Entries supplied —
--- Begin ---
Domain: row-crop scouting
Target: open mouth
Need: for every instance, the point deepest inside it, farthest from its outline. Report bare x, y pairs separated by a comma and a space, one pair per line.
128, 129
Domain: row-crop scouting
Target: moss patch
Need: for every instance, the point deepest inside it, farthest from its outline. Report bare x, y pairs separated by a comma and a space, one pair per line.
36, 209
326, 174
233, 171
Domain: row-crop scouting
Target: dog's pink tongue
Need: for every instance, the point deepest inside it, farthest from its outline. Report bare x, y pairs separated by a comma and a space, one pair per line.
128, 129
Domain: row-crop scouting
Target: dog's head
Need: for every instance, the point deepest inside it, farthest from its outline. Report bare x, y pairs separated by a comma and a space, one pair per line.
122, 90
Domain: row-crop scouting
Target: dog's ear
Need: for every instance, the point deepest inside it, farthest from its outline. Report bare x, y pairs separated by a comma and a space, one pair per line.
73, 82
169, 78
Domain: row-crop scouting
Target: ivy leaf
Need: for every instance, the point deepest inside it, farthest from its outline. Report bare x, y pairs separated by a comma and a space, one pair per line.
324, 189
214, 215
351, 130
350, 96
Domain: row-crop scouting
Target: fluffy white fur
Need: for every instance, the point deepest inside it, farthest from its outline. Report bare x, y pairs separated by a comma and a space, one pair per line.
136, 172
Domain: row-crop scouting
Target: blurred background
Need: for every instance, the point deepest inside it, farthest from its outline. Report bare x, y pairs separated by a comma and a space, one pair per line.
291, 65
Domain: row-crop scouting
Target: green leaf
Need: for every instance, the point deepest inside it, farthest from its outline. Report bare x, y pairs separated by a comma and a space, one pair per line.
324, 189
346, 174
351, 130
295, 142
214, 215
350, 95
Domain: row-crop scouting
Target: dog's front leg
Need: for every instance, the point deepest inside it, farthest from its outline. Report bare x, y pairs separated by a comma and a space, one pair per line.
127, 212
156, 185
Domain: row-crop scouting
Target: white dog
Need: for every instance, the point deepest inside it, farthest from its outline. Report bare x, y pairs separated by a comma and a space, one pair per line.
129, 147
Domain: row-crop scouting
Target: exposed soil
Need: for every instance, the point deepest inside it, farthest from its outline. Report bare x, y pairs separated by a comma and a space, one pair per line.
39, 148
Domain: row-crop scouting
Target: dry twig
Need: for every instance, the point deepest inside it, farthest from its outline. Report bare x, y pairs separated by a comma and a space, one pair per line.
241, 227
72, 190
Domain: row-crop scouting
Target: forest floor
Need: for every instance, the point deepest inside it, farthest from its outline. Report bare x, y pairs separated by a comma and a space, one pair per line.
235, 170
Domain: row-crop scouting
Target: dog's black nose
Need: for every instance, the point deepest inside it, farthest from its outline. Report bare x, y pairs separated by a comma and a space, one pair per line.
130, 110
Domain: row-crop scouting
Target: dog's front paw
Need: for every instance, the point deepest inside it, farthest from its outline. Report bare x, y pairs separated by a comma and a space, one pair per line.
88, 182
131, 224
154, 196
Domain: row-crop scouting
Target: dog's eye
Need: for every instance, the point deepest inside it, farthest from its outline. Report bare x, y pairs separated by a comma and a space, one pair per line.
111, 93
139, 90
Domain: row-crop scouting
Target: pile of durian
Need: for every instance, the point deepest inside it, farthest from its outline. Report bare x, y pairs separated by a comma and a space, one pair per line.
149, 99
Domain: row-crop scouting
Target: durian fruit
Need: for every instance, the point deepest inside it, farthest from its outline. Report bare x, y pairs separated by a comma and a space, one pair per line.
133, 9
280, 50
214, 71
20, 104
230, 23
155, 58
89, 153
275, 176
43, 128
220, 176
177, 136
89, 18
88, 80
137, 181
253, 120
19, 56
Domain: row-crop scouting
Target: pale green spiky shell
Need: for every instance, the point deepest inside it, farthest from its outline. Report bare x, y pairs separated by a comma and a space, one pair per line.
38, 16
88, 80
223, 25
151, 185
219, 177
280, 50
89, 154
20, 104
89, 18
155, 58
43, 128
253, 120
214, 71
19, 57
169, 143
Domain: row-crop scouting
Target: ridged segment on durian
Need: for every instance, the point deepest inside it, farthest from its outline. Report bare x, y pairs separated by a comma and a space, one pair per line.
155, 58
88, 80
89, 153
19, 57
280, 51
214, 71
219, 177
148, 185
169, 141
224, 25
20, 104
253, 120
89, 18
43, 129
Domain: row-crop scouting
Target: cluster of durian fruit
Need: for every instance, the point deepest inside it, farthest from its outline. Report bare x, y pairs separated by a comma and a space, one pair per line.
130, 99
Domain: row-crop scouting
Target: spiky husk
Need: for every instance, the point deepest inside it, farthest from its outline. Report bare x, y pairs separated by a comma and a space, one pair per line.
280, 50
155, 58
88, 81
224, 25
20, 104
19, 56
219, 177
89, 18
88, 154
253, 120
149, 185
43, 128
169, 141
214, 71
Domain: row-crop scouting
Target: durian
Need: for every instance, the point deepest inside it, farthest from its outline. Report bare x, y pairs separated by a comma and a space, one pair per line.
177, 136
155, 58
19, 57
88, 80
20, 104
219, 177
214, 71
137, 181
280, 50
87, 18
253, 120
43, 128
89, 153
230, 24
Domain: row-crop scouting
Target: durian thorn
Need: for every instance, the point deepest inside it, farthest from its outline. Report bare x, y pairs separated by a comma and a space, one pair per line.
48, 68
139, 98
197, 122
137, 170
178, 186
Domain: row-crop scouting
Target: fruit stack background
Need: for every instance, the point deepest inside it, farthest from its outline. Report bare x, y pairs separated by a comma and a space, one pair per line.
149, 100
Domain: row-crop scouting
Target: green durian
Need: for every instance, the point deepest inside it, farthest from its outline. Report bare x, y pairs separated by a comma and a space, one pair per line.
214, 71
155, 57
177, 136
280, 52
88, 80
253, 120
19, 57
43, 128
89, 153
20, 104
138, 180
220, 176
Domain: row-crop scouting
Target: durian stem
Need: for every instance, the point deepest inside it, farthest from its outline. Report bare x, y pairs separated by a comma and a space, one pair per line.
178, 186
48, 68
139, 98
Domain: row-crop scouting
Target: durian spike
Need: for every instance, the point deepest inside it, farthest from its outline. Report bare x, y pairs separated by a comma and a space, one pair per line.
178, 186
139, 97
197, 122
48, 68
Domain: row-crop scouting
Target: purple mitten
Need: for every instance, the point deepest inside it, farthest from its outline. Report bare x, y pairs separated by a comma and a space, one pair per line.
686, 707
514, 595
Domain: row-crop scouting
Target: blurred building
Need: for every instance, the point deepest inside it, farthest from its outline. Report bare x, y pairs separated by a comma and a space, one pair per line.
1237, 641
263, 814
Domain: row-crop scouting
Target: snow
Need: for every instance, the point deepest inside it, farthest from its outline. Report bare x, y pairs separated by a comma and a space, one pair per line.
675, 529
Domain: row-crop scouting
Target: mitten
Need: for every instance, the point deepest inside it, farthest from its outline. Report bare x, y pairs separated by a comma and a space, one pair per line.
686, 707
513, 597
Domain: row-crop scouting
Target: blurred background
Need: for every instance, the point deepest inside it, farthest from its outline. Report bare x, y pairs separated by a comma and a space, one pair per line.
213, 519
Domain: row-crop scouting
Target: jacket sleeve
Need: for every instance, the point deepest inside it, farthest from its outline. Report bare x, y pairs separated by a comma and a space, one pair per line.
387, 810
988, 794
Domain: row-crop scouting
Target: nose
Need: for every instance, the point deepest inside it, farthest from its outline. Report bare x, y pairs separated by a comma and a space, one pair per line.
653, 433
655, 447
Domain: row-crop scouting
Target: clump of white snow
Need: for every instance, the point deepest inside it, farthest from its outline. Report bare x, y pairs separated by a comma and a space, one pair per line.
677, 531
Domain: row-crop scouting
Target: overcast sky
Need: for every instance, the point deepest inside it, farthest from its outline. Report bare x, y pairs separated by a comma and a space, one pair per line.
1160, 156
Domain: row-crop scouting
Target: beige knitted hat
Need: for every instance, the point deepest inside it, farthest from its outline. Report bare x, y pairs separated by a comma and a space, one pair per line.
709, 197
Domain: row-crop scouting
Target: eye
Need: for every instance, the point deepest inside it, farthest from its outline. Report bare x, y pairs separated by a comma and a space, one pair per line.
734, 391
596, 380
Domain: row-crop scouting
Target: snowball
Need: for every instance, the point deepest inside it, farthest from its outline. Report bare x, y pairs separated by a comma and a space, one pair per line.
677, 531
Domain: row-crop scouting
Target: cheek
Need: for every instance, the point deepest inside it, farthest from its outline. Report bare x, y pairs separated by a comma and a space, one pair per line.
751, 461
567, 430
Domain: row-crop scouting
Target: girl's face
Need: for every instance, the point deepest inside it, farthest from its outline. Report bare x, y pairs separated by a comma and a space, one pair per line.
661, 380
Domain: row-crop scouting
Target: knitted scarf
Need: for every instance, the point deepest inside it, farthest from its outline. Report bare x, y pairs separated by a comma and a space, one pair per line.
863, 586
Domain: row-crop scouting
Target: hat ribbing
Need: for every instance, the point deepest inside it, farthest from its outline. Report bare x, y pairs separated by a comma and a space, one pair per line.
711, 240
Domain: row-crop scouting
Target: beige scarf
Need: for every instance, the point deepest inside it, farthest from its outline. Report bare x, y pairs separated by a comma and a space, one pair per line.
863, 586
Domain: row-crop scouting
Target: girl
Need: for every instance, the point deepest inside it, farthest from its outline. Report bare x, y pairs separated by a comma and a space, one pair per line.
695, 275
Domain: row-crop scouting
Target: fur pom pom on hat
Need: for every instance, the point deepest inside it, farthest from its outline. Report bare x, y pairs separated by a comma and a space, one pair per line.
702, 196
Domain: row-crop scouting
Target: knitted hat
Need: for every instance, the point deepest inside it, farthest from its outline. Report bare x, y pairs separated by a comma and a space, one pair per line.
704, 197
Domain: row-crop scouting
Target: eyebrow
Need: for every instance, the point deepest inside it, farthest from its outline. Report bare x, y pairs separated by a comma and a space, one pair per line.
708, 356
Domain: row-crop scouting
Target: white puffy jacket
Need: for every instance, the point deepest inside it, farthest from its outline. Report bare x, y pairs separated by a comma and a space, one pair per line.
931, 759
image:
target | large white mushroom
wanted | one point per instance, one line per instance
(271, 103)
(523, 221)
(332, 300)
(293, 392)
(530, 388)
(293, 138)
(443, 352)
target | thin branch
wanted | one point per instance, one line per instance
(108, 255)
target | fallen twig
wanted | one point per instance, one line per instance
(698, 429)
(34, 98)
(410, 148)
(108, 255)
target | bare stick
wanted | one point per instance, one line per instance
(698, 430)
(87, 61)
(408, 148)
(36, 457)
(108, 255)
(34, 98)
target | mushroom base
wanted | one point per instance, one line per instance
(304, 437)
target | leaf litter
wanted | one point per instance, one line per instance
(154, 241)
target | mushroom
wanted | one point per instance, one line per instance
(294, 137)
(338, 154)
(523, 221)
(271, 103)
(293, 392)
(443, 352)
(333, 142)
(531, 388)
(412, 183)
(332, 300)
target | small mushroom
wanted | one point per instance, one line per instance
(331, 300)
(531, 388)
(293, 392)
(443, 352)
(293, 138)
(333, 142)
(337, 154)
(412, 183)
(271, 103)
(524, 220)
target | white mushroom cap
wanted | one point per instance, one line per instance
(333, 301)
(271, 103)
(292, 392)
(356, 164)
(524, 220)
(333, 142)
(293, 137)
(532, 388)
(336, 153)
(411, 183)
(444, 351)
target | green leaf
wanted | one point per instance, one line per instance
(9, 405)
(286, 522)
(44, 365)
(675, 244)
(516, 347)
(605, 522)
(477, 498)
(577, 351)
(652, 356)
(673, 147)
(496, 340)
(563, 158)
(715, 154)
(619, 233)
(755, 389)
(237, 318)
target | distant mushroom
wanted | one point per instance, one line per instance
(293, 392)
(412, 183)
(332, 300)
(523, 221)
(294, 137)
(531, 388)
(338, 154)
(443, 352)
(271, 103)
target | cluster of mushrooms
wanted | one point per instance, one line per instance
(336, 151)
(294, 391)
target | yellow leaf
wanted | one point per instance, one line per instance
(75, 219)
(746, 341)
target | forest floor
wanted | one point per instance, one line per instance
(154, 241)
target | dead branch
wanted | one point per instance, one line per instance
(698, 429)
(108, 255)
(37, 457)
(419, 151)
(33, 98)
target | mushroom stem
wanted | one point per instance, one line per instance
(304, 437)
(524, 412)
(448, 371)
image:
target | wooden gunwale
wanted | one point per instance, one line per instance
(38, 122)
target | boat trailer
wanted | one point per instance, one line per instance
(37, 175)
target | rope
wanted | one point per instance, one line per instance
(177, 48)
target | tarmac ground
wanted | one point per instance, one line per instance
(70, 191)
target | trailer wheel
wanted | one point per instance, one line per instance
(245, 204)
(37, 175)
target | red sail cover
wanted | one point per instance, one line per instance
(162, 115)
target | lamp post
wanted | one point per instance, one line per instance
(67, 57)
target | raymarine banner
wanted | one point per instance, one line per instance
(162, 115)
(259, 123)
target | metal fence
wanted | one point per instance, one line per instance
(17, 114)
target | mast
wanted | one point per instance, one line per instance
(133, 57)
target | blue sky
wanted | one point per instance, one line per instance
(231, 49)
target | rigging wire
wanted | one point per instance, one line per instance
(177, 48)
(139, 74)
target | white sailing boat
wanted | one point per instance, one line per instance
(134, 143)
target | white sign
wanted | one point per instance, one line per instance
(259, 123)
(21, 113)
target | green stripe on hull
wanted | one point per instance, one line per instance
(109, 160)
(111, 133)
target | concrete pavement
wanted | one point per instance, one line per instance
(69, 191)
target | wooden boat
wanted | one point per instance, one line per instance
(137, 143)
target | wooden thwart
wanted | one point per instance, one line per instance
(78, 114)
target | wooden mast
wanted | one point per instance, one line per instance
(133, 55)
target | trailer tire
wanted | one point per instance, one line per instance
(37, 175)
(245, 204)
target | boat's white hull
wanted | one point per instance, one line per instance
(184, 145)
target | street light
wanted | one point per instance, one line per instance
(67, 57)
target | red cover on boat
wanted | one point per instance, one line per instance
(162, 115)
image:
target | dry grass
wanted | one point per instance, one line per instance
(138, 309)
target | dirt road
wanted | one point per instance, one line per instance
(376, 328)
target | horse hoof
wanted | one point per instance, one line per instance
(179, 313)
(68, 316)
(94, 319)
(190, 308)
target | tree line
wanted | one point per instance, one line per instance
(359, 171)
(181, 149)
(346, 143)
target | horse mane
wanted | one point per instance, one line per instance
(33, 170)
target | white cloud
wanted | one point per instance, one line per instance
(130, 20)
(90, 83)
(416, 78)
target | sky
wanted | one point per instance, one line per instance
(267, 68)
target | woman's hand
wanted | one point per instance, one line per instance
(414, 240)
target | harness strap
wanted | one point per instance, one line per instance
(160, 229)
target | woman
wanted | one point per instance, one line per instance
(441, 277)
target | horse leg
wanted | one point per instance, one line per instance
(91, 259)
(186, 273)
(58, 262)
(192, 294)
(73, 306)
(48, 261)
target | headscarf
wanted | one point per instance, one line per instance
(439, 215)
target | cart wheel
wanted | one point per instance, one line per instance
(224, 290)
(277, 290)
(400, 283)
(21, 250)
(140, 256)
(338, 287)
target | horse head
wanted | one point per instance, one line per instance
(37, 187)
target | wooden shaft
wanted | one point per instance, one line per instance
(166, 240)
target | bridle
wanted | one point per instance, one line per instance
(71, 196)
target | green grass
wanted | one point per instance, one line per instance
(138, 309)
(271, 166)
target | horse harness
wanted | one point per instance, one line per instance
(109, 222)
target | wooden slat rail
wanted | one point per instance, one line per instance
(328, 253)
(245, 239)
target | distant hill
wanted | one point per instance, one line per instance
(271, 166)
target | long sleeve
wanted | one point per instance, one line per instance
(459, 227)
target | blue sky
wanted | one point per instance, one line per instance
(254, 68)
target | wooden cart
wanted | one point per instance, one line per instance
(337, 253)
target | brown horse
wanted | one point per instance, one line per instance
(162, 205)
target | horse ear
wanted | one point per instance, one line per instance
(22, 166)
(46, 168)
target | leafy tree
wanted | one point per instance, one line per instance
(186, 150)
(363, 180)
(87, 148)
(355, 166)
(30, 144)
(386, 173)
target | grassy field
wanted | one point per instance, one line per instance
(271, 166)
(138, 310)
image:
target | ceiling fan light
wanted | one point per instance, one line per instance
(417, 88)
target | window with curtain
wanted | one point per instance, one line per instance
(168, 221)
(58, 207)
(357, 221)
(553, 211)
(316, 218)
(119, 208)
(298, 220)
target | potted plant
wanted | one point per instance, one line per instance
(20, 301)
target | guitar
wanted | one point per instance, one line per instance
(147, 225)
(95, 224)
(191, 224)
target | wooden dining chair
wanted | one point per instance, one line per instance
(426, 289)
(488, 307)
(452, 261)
--- End ---
Problem description — Every line from the one containing "target | horse leg" through the last line of the entries must be written out verbatim, and no other line.

Result for this task —
target | horse leg
wanted | one point per instance, one line per instance
(91, 259)
(186, 273)
(58, 262)
(192, 294)
(73, 306)
(48, 261)
target | headscarf
wanted | one point per instance, one line per instance
(439, 215)
target | cart wheel
wanted | one point per instance, one line per instance
(224, 290)
(277, 290)
(400, 283)
(21, 250)
(140, 256)
(338, 287)
target | horse head
wanted | one point per instance, one line per instance
(37, 187)
target | wooden shaft
wanted | one point per instance, one line per instance
(166, 240)
target | bridle
wanted | one point per instance, one line per instance
(71, 196)
target | green grass
wanted | one point per instance, one line per instance
(138, 309)
(271, 166)
target | horse harness
wanted | one point per instance, one line per instance
(109, 222)
target | wooden slat rail
wanted | one point per instance, one line per instance
(328, 253)
(245, 239)
target | distant hill
wanted | one point per instance, one line per instance
(271, 166)
target | long sleeve
wanted | one point per instance, one line per instance
(459, 227)
target | blue sky
wanted | one point per instance, one line per instance
(254, 68)
target | wooden cart
wanted | one point per instance, one line per instance
(337, 253)
target | brown horse
wanted | one point per instance, one line per instance
(162, 205)
target | horse ear
wanted | one point per instance, one line per instance
(22, 166)
(46, 168)
target | leafy tree
wanted | one point per instance, one line per instance
(186, 150)
(363, 180)
(87, 148)
(355, 166)
(30, 144)
(386, 173)
target | grassy field
wanted | one point per instance, one line per instance
(271, 166)
(138, 310)
image:
target | ceiling fan light
wanted | one point per instance, one line per instance
(417, 88)
target | window with curtain
wanted | one point per instance, one line per instance
(168, 221)
(58, 207)
(357, 221)
(553, 211)
(316, 218)
(119, 208)
(298, 220)
target | potted plant
wanted | one point per instance, one line per instance
(20, 301)
target | guitar
wanted | one point per instance, one line per instance
(147, 225)
(95, 224)
(191, 224)
target | wooden dining chair
wanted | one point per instance, one line per instance
(426, 289)
(488, 307)
(452, 261)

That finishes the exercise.